### Task requirements:
Reproduce the material below line for line, swapping each occurrence of "innermost point" for "central point" and leaving everything else unchanged. Leave the pictures out of your output.

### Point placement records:
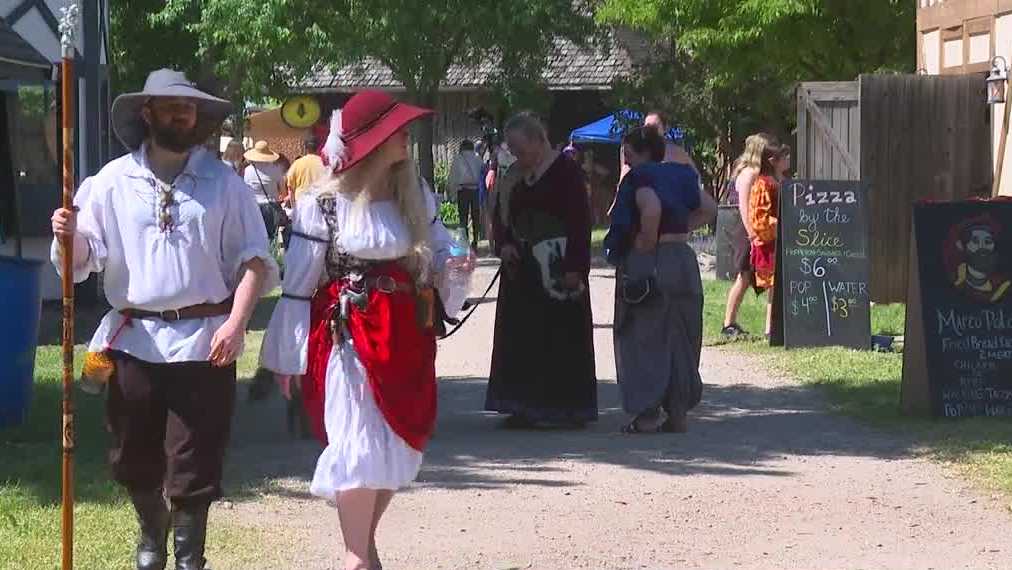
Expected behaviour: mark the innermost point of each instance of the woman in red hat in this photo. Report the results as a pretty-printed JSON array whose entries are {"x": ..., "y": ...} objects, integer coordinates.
[{"x": 354, "y": 318}]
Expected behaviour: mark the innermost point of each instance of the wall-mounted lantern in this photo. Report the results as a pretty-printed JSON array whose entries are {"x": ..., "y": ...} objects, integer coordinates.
[{"x": 997, "y": 80}]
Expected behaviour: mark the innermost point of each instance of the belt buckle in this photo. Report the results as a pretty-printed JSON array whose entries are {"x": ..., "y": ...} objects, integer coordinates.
[{"x": 386, "y": 283}]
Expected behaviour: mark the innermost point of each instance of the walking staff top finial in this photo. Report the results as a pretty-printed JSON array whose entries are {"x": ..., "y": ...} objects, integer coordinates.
[{"x": 69, "y": 15}]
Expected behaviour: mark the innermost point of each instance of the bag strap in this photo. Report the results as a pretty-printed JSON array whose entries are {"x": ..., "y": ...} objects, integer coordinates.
[
  {"x": 262, "y": 188},
  {"x": 457, "y": 323}
]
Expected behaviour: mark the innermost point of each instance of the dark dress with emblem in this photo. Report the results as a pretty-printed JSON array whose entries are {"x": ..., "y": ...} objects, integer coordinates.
[{"x": 542, "y": 358}]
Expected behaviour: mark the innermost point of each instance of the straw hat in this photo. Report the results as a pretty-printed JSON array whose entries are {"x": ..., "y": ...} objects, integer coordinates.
[
  {"x": 367, "y": 120},
  {"x": 130, "y": 126},
  {"x": 261, "y": 153}
]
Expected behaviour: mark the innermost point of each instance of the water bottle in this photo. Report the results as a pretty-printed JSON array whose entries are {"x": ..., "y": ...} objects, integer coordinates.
[{"x": 456, "y": 274}]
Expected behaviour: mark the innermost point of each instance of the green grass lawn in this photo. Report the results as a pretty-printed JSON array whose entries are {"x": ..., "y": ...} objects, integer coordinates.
[
  {"x": 866, "y": 385},
  {"x": 30, "y": 476}
]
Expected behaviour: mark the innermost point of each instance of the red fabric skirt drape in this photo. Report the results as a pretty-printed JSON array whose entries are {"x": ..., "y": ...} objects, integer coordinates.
[{"x": 399, "y": 357}]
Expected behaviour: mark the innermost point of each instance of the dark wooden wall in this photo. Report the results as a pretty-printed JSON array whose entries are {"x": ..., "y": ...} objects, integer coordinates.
[{"x": 922, "y": 138}]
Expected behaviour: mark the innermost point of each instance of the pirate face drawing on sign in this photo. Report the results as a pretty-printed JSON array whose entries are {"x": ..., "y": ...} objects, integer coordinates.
[{"x": 974, "y": 259}]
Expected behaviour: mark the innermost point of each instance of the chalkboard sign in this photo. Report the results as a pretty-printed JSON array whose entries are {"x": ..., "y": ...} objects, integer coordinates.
[
  {"x": 957, "y": 355},
  {"x": 824, "y": 264}
]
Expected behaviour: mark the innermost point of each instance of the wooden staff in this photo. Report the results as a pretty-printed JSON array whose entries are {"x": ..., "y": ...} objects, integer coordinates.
[
  {"x": 997, "y": 185},
  {"x": 68, "y": 83}
]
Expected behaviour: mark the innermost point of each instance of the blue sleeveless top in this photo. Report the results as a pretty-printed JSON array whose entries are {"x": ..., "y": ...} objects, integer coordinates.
[{"x": 677, "y": 187}]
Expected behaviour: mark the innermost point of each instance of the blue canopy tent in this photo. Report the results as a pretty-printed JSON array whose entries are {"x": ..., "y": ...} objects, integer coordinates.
[{"x": 609, "y": 130}]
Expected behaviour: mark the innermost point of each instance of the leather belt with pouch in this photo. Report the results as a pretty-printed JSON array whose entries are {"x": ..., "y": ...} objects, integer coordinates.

### Output of the task:
Expected behaviour: mark the central point of each instance of the woman in red hat in this photo. Report the results as a pretty-printed JSON array whose entries are {"x": ..., "y": ...} objects, integer coordinates.
[{"x": 354, "y": 318}]
Expected behaviour: mark the central point of each instance of the wall-mounted lantern in this photo. Report the results as a pretty-printed JSON array whose entries are {"x": ..., "y": ...} objects, integer coordinates.
[{"x": 997, "y": 80}]
Expected behaviour: mark the central point of each instance of the belt buckle in this photo. Report the results as a pretty-printed JSON array whose entries are {"x": ..., "y": ...} objects, integer coordinates.
[{"x": 386, "y": 283}]
Expected behaviour: mark the central point of each instance of the walking staff top finial in this photo. Report the results as a pretty-printed JSON array whose entries are {"x": ..., "y": ...} objects, integer coordinates.
[{"x": 69, "y": 15}]
Expected behaviour: mark the central point of each instance of the bag strap in this photo. Report the results as a pretty-printed JSON array whose entries are {"x": ..., "y": ...} objects, integer coordinates.
[
  {"x": 262, "y": 188},
  {"x": 457, "y": 323}
]
Expected behaviour: mark the central point of each instance of the dark dress with emblem in this photo. Report the results as a pretty-printed JSON array whose entries are {"x": ..., "y": ...} objects, integer coordinates.
[{"x": 542, "y": 358}]
Expected behaviour: mark the central point of each instance of the straw hat in this photo. Report the results as a pretty-printed JSON array whose entries are {"x": ..., "y": ...} objects, integer coordinates.
[
  {"x": 367, "y": 120},
  {"x": 130, "y": 126},
  {"x": 261, "y": 153}
]
Expected behaviour: mark the central point of each instance of the water bottle in this photo. Report the results as a pretty-printed JSON array whose entries are {"x": ..., "y": ...} objects, integer coordinates.
[{"x": 456, "y": 274}]
Expected behaviour: mark the central point of each instance of the green grass lawn in this photo. Report the results as a pretty-printed JSON array whose entries are {"x": ..., "y": ...} objects, integer coordinates.
[
  {"x": 866, "y": 385},
  {"x": 30, "y": 476}
]
Expected behaviour: mark the central point of each instance of the red fabric skirt drape in this photo. Report the results as a pretty-printed JSON array whose entries are {"x": ..., "y": ...} objects, integer coordinates.
[{"x": 399, "y": 357}]
Expected behaviour: mark the central point of each instance of the dark wooden wall in this photo. Report the results as a pretty-printed JSON array whose entries are {"x": ..., "y": ...} objects, integer coordinates.
[{"x": 922, "y": 138}]
Expected behaviour: mark the central point of each instance of the pirate face drawing on sign in this photo. Report the results as a pretty-printed JSON array whose entries are {"x": ..., "y": ...} objects, integer coordinates.
[{"x": 974, "y": 259}]
Expected behaviour: mark the central point of each instance of the chalkboard sign in this photo. Report the results as a pretty-printed JSON array whose entries are {"x": ..., "y": ...} objects, integer coordinates.
[
  {"x": 957, "y": 355},
  {"x": 824, "y": 264}
]
Expected behaviour: mark the central point of each instance of the wooden staff in this photo. Report the results as a pretty-printed JSON array whose entries are {"x": ..., "y": ...} objects, integer coordinates.
[
  {"x": 997, "y": 185},
  {"x": 68, "y": 83}
]
Expected behaviour: mark the central point of each instance of the blue sleeveless top in this photo. Report the results as a pretty-printed JSON array whose entries are {"x": ..., "y": ...} objects, integer coordinates.
[{"x": 677, "y": 187}]
Expected behaviour: mark the central point of each instance of the blue canopy tent in this photo. Report the results as a pretty-printed JSON array whose entries are {"x": ..., "y": ...} objects, integer coordinates.
[{"x": 609, "y": 130}]
Expected behaviour: mark the central point of each instance of the leather belt with pouch in this photo. Report the results as a pretty-printed JSON array whose entries are {"x": ..., "y": ...} objects, integer coordinates.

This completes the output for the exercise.